* start *

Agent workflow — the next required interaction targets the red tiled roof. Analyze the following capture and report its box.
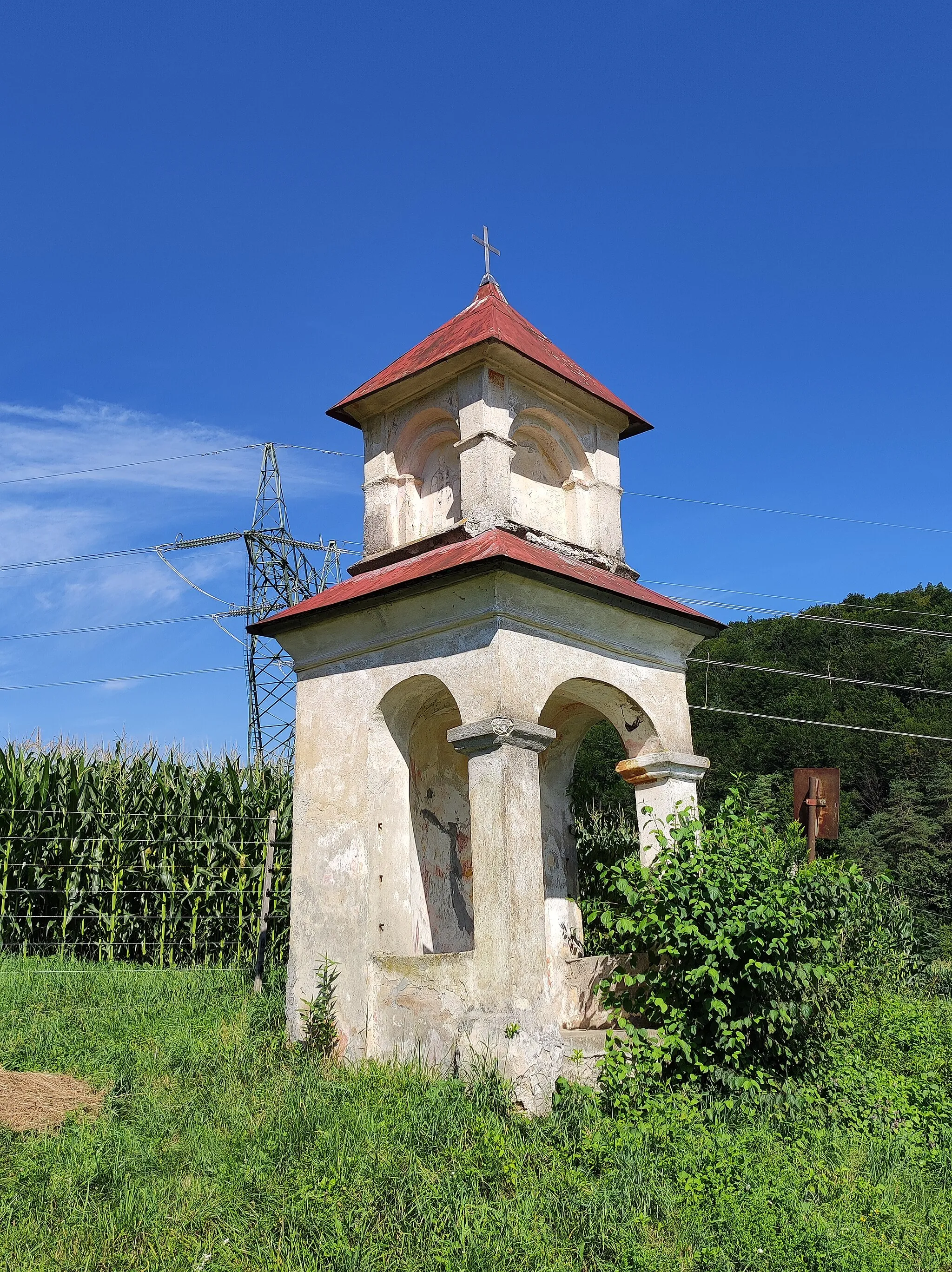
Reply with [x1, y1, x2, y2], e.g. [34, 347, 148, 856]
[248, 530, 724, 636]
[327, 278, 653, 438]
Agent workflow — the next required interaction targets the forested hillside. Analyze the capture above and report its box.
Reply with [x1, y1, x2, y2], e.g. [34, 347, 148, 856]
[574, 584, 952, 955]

* end *
* start *

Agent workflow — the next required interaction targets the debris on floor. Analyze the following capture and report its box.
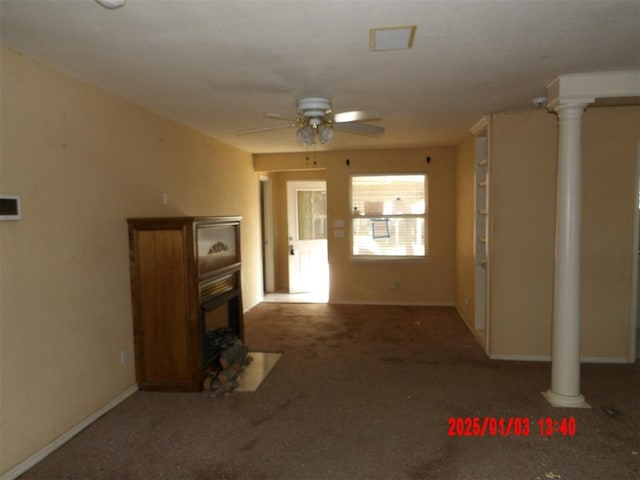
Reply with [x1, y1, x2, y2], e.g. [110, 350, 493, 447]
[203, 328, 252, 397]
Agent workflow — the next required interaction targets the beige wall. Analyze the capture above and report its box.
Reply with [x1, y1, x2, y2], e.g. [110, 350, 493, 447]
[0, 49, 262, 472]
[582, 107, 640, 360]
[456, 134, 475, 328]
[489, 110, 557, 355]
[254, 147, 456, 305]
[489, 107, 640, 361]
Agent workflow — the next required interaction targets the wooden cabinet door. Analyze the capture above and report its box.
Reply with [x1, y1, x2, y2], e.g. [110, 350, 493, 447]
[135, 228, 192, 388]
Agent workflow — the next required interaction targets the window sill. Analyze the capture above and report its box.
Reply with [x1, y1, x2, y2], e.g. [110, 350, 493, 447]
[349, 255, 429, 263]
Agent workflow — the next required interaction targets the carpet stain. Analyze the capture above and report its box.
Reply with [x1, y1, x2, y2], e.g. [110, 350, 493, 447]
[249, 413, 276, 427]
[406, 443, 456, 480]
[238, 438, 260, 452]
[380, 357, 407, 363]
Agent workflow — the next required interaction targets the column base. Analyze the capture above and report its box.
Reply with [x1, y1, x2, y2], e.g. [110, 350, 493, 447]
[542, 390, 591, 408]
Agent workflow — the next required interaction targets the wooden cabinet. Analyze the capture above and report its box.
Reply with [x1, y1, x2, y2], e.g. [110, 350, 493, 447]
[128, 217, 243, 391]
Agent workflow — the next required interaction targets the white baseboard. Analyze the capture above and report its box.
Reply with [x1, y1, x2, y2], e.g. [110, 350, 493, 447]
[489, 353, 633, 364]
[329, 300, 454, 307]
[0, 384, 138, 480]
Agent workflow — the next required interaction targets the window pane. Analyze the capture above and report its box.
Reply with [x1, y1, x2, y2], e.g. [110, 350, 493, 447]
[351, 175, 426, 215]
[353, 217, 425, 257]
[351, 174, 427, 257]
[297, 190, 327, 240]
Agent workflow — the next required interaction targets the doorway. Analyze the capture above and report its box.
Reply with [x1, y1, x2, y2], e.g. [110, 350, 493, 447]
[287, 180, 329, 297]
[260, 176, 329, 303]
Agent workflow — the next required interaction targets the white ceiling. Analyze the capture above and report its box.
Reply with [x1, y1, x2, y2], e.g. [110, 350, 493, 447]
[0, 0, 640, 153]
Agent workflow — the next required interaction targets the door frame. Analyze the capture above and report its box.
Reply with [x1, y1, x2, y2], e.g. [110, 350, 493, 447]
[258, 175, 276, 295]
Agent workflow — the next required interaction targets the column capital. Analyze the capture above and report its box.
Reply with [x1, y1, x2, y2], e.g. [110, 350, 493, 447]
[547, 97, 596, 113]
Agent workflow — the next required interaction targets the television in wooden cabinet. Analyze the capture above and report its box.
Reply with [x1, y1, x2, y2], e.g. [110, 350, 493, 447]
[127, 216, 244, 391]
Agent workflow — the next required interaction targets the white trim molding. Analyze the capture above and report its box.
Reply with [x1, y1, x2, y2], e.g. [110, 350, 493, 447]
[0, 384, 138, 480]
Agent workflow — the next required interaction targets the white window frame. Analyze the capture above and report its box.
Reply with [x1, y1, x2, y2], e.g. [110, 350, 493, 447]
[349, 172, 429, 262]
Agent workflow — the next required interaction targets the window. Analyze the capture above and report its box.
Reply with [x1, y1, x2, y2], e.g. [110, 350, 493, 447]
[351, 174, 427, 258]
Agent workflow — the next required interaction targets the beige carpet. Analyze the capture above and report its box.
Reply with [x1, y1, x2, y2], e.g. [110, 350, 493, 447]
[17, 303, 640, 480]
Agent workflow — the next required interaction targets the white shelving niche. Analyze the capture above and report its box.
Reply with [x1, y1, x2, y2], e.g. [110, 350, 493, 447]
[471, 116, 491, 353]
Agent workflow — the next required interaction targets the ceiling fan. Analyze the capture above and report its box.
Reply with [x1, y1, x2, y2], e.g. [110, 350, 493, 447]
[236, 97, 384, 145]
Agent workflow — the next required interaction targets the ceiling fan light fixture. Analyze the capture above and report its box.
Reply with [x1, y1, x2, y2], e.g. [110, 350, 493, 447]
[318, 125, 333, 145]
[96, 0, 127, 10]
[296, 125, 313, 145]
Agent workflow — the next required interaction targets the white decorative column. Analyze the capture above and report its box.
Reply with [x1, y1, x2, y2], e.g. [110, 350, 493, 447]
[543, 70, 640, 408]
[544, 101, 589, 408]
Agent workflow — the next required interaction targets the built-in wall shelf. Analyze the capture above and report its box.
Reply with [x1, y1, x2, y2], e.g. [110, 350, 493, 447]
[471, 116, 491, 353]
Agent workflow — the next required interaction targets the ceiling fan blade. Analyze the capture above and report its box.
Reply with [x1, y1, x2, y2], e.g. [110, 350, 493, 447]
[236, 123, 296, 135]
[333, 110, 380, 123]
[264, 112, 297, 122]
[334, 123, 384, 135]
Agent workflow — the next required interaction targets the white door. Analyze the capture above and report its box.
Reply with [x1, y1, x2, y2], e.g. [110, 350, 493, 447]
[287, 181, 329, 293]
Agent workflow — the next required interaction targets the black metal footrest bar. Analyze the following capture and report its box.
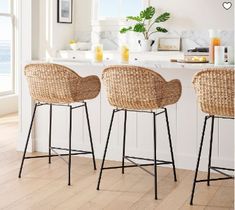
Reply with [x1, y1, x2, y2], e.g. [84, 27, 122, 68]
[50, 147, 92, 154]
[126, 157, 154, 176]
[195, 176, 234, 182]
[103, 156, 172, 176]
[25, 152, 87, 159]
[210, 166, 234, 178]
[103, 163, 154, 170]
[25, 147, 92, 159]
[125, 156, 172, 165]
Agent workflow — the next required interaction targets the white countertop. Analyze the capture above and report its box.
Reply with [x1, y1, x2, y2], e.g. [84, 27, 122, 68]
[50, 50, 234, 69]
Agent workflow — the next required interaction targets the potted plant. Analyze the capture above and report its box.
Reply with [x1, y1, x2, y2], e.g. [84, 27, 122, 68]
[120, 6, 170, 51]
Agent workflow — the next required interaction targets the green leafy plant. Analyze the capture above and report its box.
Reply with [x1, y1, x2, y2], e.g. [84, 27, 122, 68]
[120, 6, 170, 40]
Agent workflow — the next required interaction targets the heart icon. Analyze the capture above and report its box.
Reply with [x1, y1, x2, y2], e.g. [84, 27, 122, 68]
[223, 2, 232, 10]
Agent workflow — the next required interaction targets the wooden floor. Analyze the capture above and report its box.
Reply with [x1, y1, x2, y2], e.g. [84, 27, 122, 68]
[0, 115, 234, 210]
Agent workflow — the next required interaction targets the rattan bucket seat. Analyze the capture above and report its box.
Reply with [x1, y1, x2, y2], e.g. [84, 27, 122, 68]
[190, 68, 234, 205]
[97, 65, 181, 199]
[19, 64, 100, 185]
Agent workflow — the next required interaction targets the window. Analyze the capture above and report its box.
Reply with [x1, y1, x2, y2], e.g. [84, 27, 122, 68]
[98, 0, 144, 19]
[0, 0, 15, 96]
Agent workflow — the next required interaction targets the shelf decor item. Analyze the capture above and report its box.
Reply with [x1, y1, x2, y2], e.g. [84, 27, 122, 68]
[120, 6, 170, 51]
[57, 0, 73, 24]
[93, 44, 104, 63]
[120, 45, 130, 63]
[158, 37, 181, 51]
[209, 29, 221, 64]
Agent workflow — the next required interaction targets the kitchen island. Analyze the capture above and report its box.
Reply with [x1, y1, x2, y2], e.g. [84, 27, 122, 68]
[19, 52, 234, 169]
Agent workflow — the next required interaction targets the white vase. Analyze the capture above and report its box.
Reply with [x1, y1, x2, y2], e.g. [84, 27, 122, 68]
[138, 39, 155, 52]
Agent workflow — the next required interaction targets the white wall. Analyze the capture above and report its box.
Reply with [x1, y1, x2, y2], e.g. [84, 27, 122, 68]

* end *

[TASK PROMPT]
Can you copy out the data, beginning at the line that has "Agent workflow — the next required interaction targets the red" and stopping after the line that has "[574, 584, 952, 955]", keeping every line but adding -122 to each bounding-box coordinate in the answers? Leave the pictures out.

[CORRECT RESULT]
Agent workflow — the next required interaction targets the red tiled roof. Analyze the following capture and report its box.
Reply with [x1, y1, x2, y2], e.g. [34, 347, 148, 856]
[126, 408, 602, 514]
[205, 156, 531, 316]
Agent workflow — the next required interaction targets the forested hillside. Analyze the capture above and report its box.
Reply with [x1, y1, x2, y2], e.g. [34, 347, 148, 856]
[452, 462, 830, 833]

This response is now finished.